#### Challenge 1
Reproduce the passage of the post about Portland between "I’m not ready" and "don’t become residents.", inclusive.
#### Challenge 2
Summarize the post about Portland in three sentences.

#### Quoted passage
Tag Archives: Thursday

Not ready to put Portland behind me…


I’m not ready to put Portland behind me.  Not yet.

Maybe because it’s simply out West, but there is something about Portland. The Willamette flows into the Columbia at Portland and splits the city in two. The river is a good focal point.

The priority items in last week’s letter (and rightfully so) didn’t leave me enough space to praise that city to Ellen and Reid.  Not that I want them moving further away from me than they already are, but the popularity of Oregon, and Portland in particular, are such that they advertise for visitors as long as they don’t become residents.

The City of Roses (that moniker is even stamped on their manhole covers) seems to have traits of all good cities: attractive, lively, great food, good architecture, and very habitable.

Where cities like Charlotte should pay attention is another common denominator: effective and widespread mass transit.  The light rail strings the city together, from the airport to the city center and the ‘burbs beyond.

Charlotte could borrow a page from Portland. A wonderful light rail system ties the city together, with noticeably less motor traffic.

I wouldn’t dream of pedaling around Charlotte.  Bikers here are an afterthought if not a nuisance and the news of car-inflicted injuries on the narrow ‘bike lanes’ here are all too common.  In Portland though, the bike lanes are spacious and biking to work and play is the norm; Minneapolis and Portland square off in a running (biking?) argument as to which is the more biking-est city.  On a year ’round basis, Portland has to get the nod.

The one disappointing thing was the cleanliness.  The streets were trashy and not picked up to the extent a visitor would hope to see.  If I was to grade Portland, it would get a B- if only because they make a concerted effort to get the locals to recycle.  Bins to separate waste are a great idea.

Street corner bins allow walkers to separate recyclable waste. Unfortunately, walkers could go a few feet left or right to find enough litter to fill these containers.

Finally, Portland has Powell’s Bookstore.  Best brick-and-mortar bookstore.  Ever.

Now I’m done with Portland.  Here is what E & R received a couple of weeks ago.

——————

September 10, 2012

Ellen/Reid: I head out to Portland on Thursday morning and get in about 2:30 local time.  My lodgings are a C (or D) grade joint in the downtown near to the church and where Henry and Mary lived, and that’s good enough for me.  Tom mentioned staying with them at their home in Eugene, but my thinking is his and the family’s plate is full enough without having to worry about guests.  So I feel better about the arrangements.  Tom bumped me the obituary this weekend, and today I’ll place it in the Omaha paper so those in Henry’s hometown can be brought up to speed on things.  They sound relatively at peace with things, and Tom says the passing was calm and serene, all things considered.  I’m looking forward to it.  There’s a family gathering Friday night, and on Thursday night my nephew Eli addresses a crowd at a Patagonia store about his exploits paddling the Pacific coast.  Patagonia is one of his sponsors, so that’s a bonus of sorts.

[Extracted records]
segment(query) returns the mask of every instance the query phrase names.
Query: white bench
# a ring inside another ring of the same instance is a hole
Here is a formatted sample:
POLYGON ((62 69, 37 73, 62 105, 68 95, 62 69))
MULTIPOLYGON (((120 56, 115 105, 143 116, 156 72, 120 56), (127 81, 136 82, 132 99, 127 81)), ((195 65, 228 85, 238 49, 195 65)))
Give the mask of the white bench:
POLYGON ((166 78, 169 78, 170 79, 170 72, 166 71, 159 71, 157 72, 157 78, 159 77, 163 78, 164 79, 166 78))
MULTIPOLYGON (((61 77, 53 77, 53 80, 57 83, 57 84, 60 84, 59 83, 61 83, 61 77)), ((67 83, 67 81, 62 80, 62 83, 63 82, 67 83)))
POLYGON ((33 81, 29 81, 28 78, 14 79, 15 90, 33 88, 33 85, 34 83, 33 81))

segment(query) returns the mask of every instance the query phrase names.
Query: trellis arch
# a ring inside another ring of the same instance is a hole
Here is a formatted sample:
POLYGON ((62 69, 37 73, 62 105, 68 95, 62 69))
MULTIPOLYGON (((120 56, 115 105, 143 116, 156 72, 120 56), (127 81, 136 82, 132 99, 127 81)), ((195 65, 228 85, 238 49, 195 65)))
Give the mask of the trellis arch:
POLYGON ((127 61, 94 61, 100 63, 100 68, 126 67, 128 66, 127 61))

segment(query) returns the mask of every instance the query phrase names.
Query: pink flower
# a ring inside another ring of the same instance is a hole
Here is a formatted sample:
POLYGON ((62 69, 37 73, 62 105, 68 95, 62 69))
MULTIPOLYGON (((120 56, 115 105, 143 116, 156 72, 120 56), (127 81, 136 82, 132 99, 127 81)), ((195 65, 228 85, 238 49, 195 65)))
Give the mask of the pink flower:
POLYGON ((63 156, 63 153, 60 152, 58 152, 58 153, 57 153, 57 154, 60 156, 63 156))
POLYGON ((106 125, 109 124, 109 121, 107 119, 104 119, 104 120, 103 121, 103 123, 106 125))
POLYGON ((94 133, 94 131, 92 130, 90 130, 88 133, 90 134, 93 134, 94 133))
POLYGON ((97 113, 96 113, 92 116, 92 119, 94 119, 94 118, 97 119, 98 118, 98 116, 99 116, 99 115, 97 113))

#### Full solution 1
I’m not ready to put Portland behind me.  Not yet.

Maybe because it’s simply out West, but there is something about Portland. The Willamette flows into the Columbia at Portland and splits the city in two. The river is a good focal point.

The priority items in last week’s letter (and rightfully so) didn’t leave me enough space to praise that city to Ellen and Reid.  Not that I want them moving further away from me than they already are, but the popularity of Oregon, and Portland in particular, are such that they advertise for visitors as long as they don’t become residents.

#### Full solution 2
The writer praises Portland as an attractive, lively, and very habitable city with great food, good architecture, spacious bike lanes, and Powell's Bookstore. Its light rail ties the city together, and the writer says Charlotte should pay attention to this. The one disappointment was trashy streets, which, together with the city's recycling efforts, earns Portland a B-, and the post ends with a September 10, 2012 letter to Ellen and Reid about the trip to Portland that includes Henry's obituary, a family gathering, and a talk by nephew Eli.